- _Text for analysis_
A few years ago my elder daughter asked if she could have a couple of guinea pigs for her 11th birthday. We agreed on the basis that she would take care of them – we thought it would be good for her to take on this responsibility. So off we trotted to the local pet shop where she chose two cute male guineapigs – one with brown and spiky hair that the children named Coco and another that was short-haired and had spalshes of brown and white that they named George.
I have to admit to not being very keen on guinea pigs, I’m more of a cat woman myself, yet very soon they worked their magic on all of us. They used to squeak to us whenever we were around and it was also great fun watching them interact and munch their way through loads of dandelion leaves, lettuce and cabbage leaves. Even more exciting for our children was their early escape attempts around the garden which freaked me out a bit knowing they would be easy food for the foxes and the occasional bird of prey we get in the garden.

- _Complete the following_
[a] In one to three sentences, explain why the escape attempts in the guinea pig story worried the writer.
[b] Extend the guinea pig story from where it stops.
None of the data is needed here.

- _Record excerpts_
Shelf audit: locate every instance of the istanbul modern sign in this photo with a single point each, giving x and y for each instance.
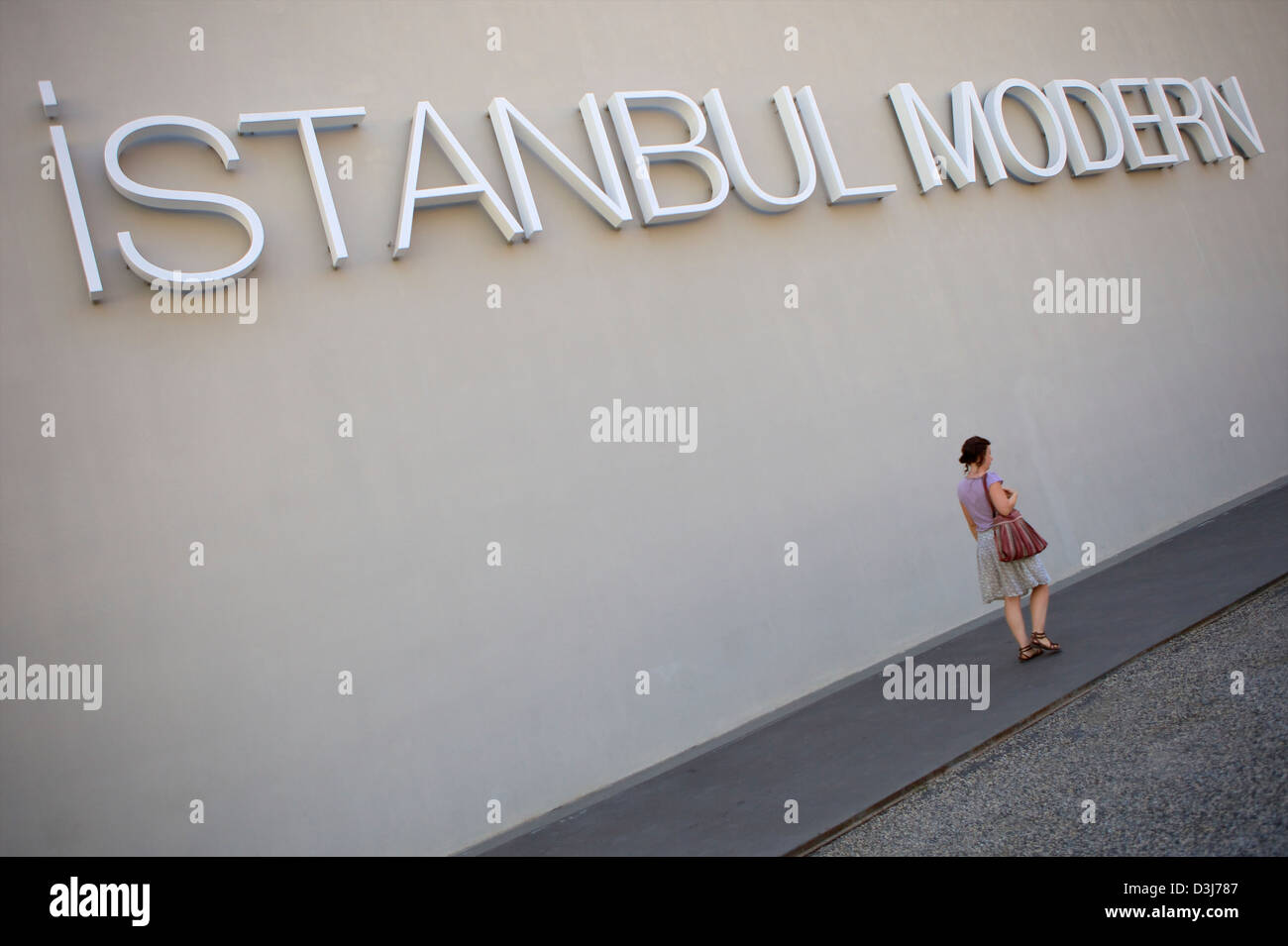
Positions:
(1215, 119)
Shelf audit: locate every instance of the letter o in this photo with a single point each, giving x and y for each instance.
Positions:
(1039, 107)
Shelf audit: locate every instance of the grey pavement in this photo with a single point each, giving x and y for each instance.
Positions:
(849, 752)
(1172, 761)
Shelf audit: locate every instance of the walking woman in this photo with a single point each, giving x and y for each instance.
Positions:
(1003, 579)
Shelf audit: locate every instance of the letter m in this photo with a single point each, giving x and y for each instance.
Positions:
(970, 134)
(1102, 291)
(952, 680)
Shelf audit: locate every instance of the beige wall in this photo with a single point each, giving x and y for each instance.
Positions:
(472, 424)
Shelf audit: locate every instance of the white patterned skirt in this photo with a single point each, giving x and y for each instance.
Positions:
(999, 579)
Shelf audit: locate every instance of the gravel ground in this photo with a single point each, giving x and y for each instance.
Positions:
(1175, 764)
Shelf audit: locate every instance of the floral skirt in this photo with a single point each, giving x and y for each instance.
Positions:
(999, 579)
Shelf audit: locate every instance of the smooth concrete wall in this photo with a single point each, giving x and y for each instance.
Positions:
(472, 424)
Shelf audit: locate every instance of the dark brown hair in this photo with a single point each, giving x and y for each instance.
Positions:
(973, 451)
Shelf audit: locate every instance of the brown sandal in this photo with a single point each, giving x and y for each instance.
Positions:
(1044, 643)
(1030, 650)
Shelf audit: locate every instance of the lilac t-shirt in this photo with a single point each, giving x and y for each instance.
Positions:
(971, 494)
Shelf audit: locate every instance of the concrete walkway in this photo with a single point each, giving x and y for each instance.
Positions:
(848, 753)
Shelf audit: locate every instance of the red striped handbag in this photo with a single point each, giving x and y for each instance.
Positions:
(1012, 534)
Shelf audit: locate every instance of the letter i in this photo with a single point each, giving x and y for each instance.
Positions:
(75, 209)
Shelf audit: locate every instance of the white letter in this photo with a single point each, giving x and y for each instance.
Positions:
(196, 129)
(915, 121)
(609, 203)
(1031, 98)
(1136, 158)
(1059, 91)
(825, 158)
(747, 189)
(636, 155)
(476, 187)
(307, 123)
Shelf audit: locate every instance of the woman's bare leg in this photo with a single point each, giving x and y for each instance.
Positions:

- _Your responses_
[a] The writer knew the guinea pigs would be easy food for the foxes and the occasional bird of prey that come into the garden.

[b]
Therapy for our son
What we didn’t expect though was our son’s devotion to them. He loved looking after them, touching them and talking to them. He was brilliant. Eventually, when we started to better understand our son’s autistic disorder, we could see how these animals were also helping him recover from meltdowns when his ability to connect with the world was impaired. I usually waited towards the end of a meltdown when his communication had recovered sufficiently for me to work out whether he wanted a guineapig on his lap. If he allowed me to place one of the pigs on his lap he would then stroke and talk to it which soothed him further. There were also times when he would communicate through one of the guineapigs rather than have face-to-face communication with me and his dad.
It was such an unexpected thing, a wonderful thing, to see how a little animal could help my son so much. I have always appreciated and enjoyed the natural world but I didn’t realise how animals could potentially be a form of therapy for autistic people.